Records for this exercise:
^^^^^^^^

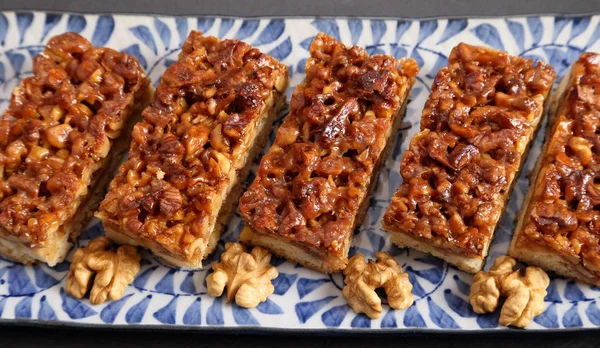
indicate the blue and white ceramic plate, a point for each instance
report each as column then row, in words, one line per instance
column 303, row 299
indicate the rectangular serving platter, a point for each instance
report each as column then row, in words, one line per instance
column 304, row 300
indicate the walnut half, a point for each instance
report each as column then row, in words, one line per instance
column 109, row 271
column 524, row 293
column 247, row 276
column 363, row 278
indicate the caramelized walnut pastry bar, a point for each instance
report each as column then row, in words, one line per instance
column 559, row 227
column 312, row 187
column 211, row 115
column 60, row 138
column 478, row 121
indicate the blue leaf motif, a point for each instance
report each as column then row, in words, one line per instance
column 42, row 279
column 328, row 26
column 271, row 32
column 463, row 287
column 283, row 282
column 109, row 313
column 103, row 31
column 412, row 318
column 488, row 34
column 24, row 21
column 518, row 33
column 18, row 281
column 559, row 24
column 269, row 307
column 141, row 280
column 536, row 28
column 579, row 26
column 50, row 22
column 355, row 26
column 377, row 241
column 458, row 305
column 226, row 24
column 143, row 34
column 163, row 32
column 440, row 317
column 426, row 28
column 75, row 309
column 402, row 27
column 182, row 28
column 204, row 24
column 549, row 318
column 571, row 318
column 135, row 314
column 214, row 315
column 188, row 285
column 23, row 308
column 282, row 51
column 361, row 321
column 453, row 27
column 488, row 320
column 134, row 50
column 440, row 62
column 76, row 23
column 166, row 315
column 378, row 29
column 247, row 29
column 306, row 285
column 193, row 315
column 242, row 316
column 305, row 310
column 389, row 320
column 335, row 316
column 3, row 28
column 46, row 312
column 592, row 312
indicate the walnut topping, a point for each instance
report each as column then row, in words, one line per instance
column 310, row 184
column 564, row 210
column 524, row 292
column 475, row 126
column 247, row 276
column 363, row 278
column 192, row 141
column 58, row 127
column 106, row 272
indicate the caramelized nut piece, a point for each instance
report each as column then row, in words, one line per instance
column 363, row 278
column 247, row 276
column 524, row 293
column 107, row 273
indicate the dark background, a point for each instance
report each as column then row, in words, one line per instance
column 25, row 337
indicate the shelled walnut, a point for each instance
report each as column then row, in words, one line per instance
column 363, row 278
column 106, row 272
column 247, row 276
column 524, row 293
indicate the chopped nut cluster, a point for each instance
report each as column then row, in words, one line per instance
column 247, row 276
column 475, row 127
column 362, row 279
column 107, row 273
column 58, row 129
column 310, row 184
column 564, row 211
column 524, row 293
column 187, row 151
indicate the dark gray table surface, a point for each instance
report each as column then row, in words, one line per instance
column 25, row 337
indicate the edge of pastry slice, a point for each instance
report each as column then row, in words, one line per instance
column 558, row 225
column 312, row 187
column 211, row 115
column 476, row 128
column 61, row 138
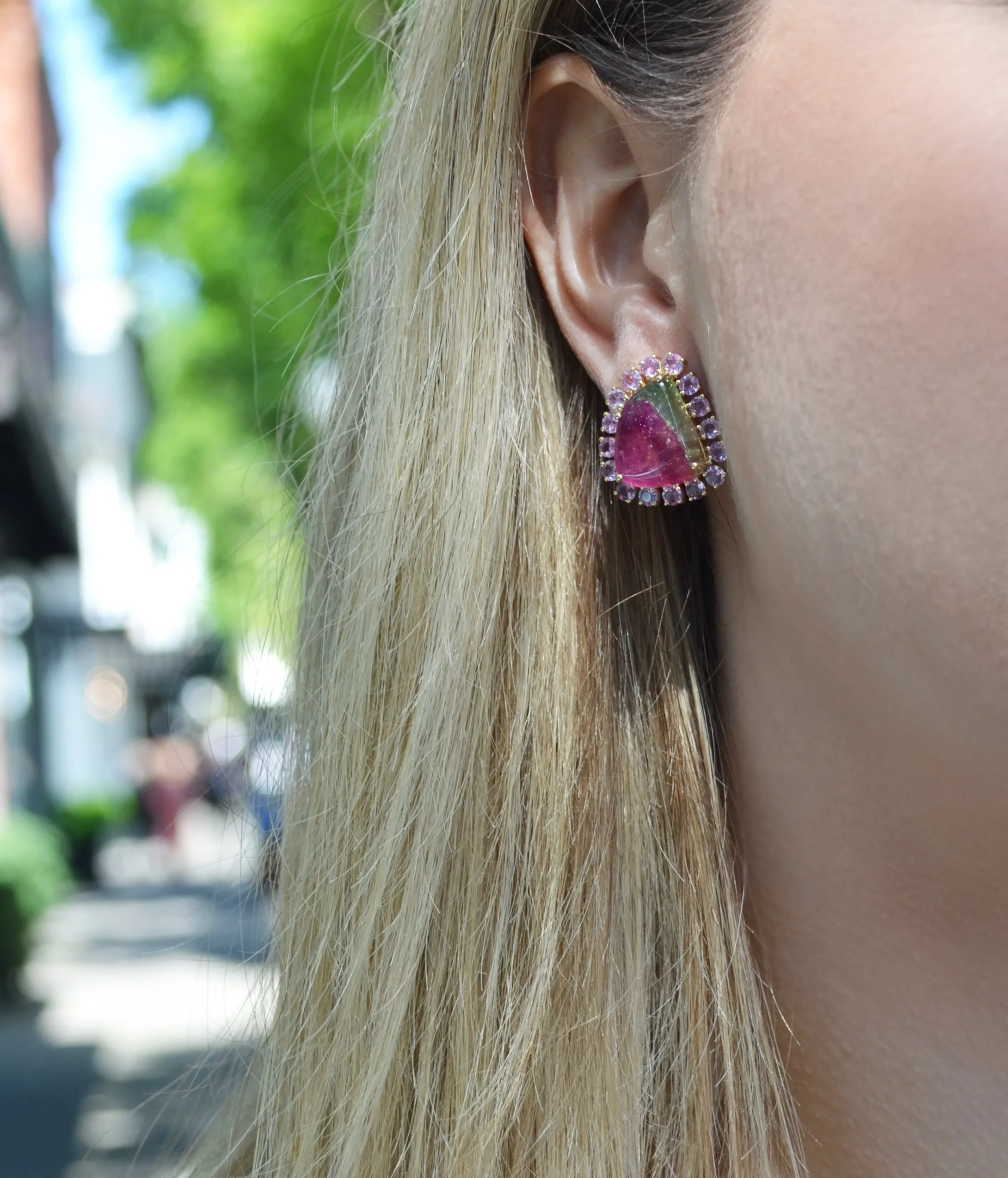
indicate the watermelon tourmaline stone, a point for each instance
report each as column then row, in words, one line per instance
column 656, row 440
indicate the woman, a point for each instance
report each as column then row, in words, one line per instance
column 638, row 843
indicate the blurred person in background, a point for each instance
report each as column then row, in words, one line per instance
column 641, row 841
column 172, row 774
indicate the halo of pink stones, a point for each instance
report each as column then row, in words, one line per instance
column 708, row 476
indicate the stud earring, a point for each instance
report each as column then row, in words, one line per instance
column 660, row 442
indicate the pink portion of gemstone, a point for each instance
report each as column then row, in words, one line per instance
column 648, row 450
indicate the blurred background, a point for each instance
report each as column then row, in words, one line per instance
column 178, row 184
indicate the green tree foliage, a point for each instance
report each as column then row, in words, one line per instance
column 261, row 215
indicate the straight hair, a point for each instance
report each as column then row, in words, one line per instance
column 510, row 938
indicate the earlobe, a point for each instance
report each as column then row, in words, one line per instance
column 591, row 191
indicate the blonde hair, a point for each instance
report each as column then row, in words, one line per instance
column 510, row 938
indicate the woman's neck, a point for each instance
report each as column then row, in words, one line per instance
column 874, row 870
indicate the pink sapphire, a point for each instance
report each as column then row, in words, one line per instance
column 649, row 453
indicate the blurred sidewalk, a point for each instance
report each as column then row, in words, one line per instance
column 147, row 997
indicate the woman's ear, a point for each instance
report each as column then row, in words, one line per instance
column 596, row 220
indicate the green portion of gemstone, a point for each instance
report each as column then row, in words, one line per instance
column 667, row 399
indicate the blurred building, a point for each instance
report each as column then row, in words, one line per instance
column 103, row 584
column 36, row 489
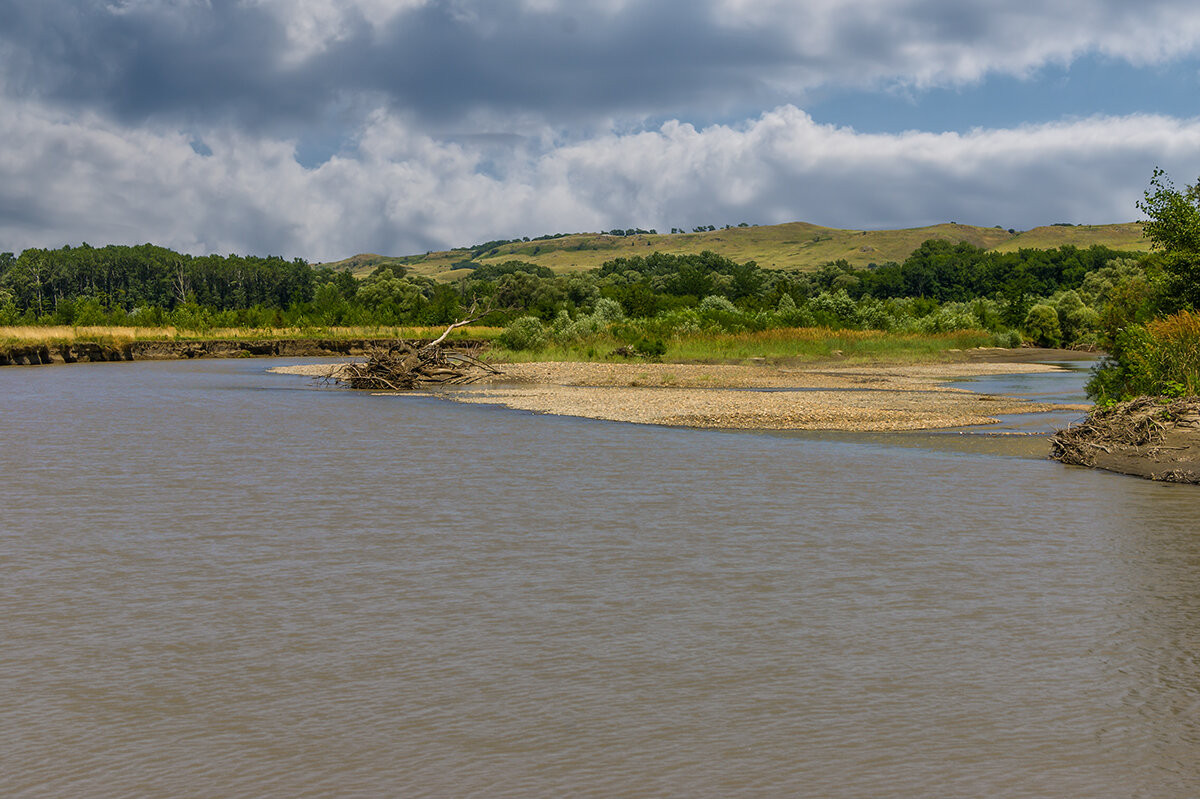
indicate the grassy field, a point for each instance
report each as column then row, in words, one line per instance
column 66, row 335
column 793, row 246
column 779, row 344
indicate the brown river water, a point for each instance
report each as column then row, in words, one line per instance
column 219, row 582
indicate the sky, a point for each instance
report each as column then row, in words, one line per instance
column 322, row 128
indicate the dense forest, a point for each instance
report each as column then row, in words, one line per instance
column 1051, row 296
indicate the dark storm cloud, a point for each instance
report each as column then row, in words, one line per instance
column 445, row 60
column 227, row 61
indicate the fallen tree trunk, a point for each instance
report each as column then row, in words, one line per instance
column 403, row 367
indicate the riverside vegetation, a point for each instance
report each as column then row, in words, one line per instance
column 1147, row 414
column 943, row 295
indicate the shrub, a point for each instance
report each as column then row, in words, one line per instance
column 1042, row 325
column 526, row 332
column 1161, row 358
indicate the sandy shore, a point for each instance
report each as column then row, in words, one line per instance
column 761, row 396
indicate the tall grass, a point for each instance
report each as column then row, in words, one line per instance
column 23, row 335
column 779, row 343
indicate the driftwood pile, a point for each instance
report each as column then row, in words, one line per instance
column 1139, row 425
column 408, row 365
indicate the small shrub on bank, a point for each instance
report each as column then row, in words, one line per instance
column 1161, row 358
column 525, row 334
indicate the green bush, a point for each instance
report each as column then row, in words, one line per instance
column 1159, row 359
column 526, row 332
column 1042, row 325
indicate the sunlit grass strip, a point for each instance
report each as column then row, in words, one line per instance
column 25, row 335
column 797, row 343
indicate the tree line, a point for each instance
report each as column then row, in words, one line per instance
column 1054, row 296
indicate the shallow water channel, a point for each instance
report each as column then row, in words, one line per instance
column 216, row 581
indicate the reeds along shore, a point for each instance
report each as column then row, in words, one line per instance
column 37, row 354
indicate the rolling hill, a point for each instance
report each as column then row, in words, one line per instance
column 793, row 246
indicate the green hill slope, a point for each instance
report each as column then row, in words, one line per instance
column 795, row 246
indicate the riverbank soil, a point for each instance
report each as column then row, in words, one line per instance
column 759, row 396
column 1151, row 437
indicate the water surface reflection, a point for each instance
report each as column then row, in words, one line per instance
column 222, row 582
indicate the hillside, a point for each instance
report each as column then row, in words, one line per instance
column 793, row 246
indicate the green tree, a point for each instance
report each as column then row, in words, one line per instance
column 1042, row 325
column 1174, row 227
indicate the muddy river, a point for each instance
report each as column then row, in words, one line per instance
column 221, row 582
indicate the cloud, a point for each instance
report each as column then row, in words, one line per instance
column 277, row 64
column 75, row 178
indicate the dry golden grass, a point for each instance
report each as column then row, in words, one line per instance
column 795, row 246
column 65, row 334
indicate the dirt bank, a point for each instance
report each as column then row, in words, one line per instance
column 1151, row 437
column 760, row 396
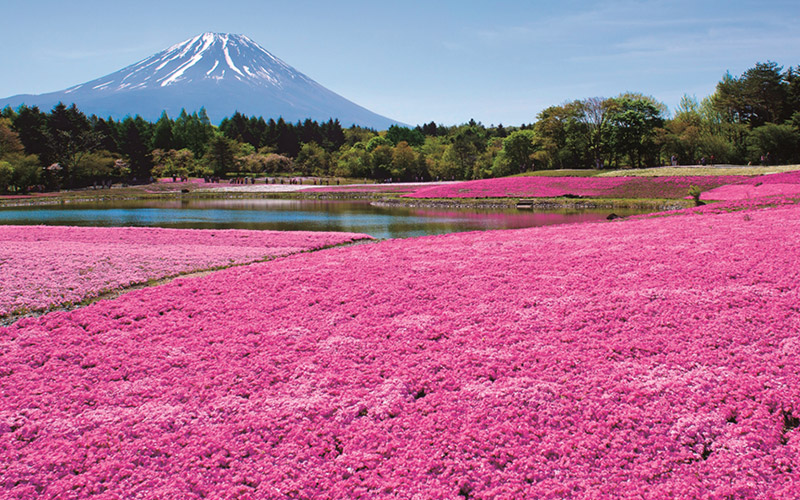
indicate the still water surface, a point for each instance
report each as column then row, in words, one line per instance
column 293, row 215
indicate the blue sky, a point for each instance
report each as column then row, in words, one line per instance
column 417, row 61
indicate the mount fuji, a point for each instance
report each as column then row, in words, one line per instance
column 222, row 72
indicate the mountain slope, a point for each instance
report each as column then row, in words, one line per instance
column 221, row 72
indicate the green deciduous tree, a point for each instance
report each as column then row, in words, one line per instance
column 517, row 154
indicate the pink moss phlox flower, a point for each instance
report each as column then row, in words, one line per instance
column 46, row 266
column 552, row 187
column 653, row 358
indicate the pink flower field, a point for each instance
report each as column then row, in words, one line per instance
column 786, row 184
column 46, row 266
column 652, row 358
column 552, row 187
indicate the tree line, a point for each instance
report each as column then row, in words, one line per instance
column 752, row 118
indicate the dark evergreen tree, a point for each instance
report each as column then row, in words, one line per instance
column 30, row 125
column 332, row 135
column 134, row 146
column 162, row 136
column 287, row 142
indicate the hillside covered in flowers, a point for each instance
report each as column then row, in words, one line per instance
column 648, row 358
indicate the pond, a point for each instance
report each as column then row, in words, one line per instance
column 293, row 215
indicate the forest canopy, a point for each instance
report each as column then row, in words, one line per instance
column 752, row 118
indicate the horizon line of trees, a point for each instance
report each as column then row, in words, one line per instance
column 753, row 118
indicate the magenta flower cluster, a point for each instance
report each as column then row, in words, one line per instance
column 552, row 187
column 652, row 358
column 47, row 266
column 784, row 184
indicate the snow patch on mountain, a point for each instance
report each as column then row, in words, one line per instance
column 223, row 73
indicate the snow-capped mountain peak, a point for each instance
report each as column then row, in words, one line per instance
column 210, row 56
column 223, row 73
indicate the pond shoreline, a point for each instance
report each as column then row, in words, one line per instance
column 381, row 200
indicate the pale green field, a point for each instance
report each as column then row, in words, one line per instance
column 719, row 170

^^^^^^^^

Your objective: Which of the lines above hold the string "caramelized"? Pick each of them out.

Result of this exercise:
indicate the caramelized walnut pastry bar, a point for each instance
indicate the caramelized nut piece, a point for each instance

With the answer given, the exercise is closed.